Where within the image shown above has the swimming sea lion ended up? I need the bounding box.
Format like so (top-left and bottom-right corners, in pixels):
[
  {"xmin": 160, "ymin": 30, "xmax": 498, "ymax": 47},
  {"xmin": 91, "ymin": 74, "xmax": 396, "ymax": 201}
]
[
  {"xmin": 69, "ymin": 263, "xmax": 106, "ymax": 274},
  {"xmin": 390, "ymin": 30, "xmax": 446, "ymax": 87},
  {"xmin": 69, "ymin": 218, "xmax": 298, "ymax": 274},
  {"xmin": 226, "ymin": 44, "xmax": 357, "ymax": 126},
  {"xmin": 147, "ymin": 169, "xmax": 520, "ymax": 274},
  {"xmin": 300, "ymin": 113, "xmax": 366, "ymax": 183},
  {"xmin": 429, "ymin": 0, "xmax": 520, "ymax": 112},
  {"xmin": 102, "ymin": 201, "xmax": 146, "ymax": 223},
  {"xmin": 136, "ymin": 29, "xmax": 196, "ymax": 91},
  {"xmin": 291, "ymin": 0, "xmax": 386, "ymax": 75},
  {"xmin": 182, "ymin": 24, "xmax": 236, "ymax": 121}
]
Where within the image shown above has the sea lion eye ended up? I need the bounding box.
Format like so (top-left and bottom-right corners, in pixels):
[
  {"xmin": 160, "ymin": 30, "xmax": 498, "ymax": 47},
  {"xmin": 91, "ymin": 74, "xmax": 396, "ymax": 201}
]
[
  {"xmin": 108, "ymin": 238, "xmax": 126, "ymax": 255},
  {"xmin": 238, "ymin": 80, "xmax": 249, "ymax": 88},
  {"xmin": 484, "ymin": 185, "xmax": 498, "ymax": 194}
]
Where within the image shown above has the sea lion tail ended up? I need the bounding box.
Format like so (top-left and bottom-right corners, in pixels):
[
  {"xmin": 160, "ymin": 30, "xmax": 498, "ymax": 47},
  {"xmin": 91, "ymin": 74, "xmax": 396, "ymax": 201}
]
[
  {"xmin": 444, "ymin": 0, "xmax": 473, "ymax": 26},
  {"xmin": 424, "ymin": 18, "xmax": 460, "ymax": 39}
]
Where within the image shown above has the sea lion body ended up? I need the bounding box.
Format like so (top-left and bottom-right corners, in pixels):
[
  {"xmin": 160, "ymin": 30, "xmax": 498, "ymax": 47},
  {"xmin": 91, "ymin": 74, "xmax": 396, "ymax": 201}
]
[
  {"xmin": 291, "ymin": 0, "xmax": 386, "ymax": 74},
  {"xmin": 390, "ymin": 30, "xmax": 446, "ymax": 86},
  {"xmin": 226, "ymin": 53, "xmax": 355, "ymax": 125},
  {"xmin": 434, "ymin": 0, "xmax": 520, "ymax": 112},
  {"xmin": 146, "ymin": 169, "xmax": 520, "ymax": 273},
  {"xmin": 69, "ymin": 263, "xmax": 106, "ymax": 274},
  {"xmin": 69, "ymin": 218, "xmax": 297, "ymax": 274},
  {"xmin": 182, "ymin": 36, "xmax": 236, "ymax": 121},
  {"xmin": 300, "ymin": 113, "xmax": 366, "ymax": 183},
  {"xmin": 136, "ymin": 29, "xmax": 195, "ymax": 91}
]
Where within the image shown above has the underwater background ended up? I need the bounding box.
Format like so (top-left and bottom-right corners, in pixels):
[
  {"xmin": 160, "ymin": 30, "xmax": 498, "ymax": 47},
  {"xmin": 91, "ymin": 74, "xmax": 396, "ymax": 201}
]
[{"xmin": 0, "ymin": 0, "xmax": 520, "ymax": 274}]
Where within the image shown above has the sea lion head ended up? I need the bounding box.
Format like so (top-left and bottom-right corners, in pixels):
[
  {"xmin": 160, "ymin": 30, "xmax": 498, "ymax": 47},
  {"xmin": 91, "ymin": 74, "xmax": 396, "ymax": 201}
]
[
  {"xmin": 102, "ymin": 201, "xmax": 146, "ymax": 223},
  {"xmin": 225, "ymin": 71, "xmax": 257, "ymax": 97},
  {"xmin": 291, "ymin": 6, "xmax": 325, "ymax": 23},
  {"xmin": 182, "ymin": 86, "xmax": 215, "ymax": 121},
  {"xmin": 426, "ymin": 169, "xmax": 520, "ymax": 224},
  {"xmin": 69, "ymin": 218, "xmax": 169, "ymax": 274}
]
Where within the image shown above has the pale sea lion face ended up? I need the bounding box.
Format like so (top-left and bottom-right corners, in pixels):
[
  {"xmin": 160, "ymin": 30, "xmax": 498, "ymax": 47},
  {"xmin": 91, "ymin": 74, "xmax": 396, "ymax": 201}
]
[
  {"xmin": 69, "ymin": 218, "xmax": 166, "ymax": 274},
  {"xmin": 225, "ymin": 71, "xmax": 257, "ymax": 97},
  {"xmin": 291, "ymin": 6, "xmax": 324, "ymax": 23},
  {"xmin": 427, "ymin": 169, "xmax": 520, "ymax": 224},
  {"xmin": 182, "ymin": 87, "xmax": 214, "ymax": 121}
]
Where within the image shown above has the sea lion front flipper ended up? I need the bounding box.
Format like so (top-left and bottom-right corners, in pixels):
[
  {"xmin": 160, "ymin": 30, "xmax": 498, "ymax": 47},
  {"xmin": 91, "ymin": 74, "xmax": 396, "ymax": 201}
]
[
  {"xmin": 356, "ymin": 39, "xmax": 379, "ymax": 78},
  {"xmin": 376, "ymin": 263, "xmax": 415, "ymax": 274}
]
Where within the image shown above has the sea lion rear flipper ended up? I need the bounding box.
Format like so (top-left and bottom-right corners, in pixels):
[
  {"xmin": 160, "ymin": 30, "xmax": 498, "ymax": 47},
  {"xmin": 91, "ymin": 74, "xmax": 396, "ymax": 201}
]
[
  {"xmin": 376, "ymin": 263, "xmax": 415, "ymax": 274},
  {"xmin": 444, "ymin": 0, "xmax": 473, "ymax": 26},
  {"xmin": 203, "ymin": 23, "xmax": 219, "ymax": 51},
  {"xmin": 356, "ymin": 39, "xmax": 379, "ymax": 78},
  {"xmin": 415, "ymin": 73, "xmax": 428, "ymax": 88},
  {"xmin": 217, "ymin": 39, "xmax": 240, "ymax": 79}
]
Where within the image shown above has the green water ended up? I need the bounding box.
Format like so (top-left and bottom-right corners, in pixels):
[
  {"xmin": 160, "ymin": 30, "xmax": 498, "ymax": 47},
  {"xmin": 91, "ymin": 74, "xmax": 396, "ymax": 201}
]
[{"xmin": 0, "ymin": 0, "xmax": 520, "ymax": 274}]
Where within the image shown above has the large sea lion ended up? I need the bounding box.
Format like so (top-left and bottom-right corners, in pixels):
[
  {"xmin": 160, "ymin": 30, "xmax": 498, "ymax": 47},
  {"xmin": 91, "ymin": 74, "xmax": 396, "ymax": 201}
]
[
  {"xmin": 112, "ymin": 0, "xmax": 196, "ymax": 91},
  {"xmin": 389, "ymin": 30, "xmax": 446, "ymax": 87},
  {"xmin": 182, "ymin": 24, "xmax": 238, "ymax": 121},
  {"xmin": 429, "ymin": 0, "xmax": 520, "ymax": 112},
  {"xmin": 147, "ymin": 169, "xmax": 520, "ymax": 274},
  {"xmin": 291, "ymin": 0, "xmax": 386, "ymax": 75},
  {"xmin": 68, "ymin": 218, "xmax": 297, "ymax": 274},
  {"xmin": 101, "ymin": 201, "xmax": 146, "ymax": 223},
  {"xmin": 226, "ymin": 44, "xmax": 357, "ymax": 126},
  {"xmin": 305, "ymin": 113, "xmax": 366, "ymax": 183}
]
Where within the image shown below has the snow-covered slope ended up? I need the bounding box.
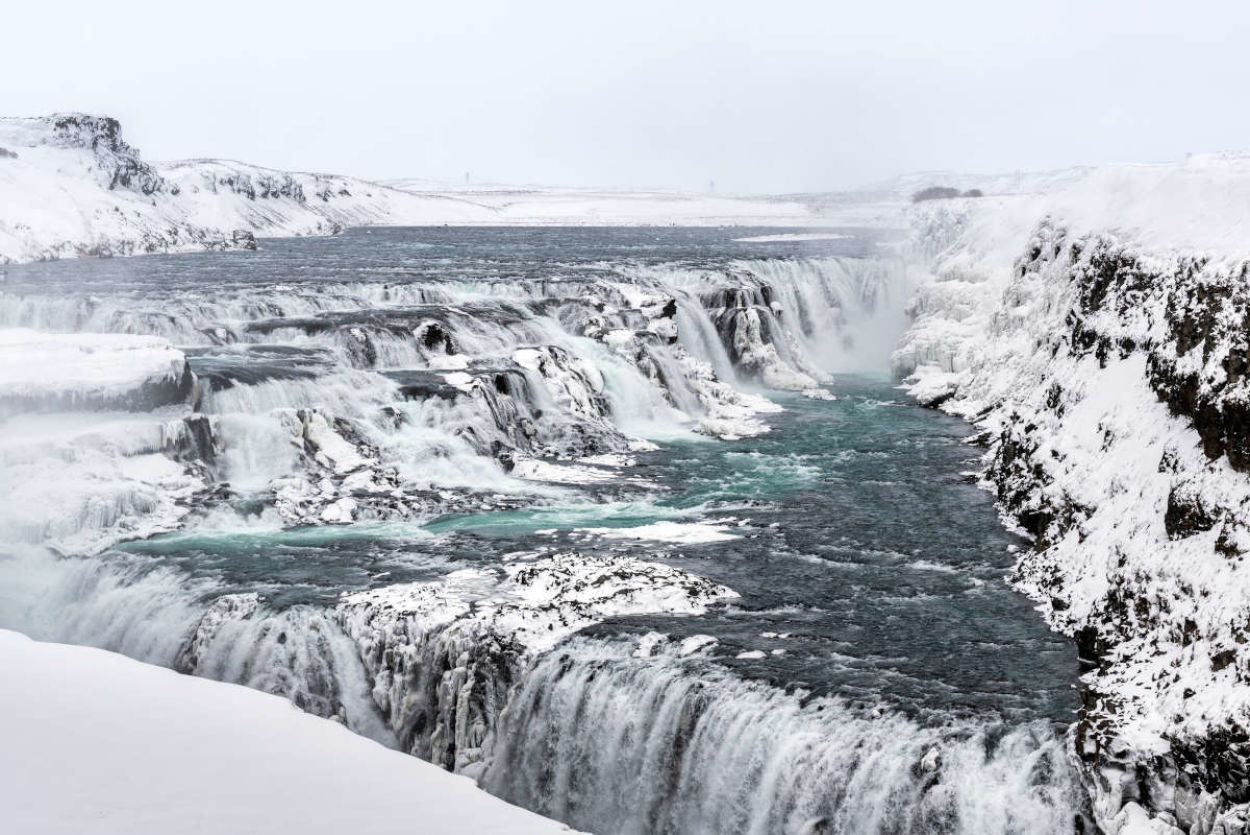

▶ **What is expected**
Show every line of the records that contains the word "flipper".

▶ **Answer for this exercise**
Where within the image shown above has the sea lion front flipper ended up? I need the bounding box.
Where within the image shown above has the sea lion rear flipper ended up? I need the bounding box.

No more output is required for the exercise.